[Annotated coordinate records]
········

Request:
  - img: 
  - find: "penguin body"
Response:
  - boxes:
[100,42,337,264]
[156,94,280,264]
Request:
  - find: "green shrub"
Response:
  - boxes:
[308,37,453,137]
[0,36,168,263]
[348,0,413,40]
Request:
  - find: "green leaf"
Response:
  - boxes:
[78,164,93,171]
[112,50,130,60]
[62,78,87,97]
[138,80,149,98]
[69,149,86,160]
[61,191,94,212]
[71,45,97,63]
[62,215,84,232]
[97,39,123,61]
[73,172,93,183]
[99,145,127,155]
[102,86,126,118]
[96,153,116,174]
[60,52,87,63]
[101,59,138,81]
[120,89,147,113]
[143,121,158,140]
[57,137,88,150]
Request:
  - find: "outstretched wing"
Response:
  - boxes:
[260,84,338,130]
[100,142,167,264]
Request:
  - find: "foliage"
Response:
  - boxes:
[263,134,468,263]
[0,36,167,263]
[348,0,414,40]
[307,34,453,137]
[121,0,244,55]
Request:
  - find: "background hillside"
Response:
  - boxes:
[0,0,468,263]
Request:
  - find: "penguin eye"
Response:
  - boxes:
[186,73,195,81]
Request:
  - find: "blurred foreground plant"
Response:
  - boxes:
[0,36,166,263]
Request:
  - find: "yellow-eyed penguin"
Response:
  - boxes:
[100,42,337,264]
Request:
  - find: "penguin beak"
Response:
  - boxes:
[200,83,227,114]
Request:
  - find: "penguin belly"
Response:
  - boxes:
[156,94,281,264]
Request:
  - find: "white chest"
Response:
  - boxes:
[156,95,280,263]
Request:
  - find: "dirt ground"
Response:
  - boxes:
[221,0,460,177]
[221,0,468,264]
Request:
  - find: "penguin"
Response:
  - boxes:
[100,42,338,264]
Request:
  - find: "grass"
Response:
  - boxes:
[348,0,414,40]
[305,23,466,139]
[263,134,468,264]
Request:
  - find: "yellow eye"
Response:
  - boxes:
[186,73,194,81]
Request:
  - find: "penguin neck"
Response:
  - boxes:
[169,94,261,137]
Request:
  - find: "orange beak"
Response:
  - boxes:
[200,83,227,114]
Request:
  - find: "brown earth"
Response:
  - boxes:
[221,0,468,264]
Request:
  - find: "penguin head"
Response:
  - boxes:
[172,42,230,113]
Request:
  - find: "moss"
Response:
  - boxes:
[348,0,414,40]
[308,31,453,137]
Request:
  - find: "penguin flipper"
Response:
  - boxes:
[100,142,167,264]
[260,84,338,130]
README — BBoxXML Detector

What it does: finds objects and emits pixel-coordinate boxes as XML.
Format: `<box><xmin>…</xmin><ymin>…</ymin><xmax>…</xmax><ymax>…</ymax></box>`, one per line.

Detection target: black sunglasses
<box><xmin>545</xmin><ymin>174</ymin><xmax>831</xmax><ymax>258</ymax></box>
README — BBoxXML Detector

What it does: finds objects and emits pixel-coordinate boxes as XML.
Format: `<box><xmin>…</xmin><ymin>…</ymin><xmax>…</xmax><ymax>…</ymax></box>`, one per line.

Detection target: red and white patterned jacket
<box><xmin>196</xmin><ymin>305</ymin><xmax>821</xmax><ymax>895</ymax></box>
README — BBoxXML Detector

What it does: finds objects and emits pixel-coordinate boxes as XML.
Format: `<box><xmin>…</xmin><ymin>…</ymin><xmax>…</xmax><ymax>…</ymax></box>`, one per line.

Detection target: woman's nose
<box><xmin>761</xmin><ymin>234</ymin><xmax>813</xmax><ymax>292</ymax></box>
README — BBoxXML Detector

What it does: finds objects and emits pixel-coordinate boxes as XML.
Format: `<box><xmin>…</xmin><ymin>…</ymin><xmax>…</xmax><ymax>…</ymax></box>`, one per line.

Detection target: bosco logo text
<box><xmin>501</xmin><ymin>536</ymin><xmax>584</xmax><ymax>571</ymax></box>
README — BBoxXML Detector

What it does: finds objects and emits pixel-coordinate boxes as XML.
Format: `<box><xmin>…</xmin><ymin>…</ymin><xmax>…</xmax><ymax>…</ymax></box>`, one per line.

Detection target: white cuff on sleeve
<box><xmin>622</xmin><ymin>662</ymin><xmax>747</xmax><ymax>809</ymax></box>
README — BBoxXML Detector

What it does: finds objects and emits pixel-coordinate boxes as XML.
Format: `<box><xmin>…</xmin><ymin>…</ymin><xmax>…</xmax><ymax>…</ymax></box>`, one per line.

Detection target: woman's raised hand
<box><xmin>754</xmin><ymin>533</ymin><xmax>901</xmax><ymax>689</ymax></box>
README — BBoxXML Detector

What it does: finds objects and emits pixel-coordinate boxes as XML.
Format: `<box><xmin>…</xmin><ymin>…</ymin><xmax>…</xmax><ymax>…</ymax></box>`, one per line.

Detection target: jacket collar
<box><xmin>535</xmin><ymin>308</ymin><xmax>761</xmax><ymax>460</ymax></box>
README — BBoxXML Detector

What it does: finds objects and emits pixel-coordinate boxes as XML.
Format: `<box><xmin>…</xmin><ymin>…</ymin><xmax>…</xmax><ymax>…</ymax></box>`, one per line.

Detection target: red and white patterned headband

········

Which lines of the material contain the word "jacket"? Pull out every one of them, treating case as significant.

Detection target: red and white patterned jacket
Detection target: jacket collar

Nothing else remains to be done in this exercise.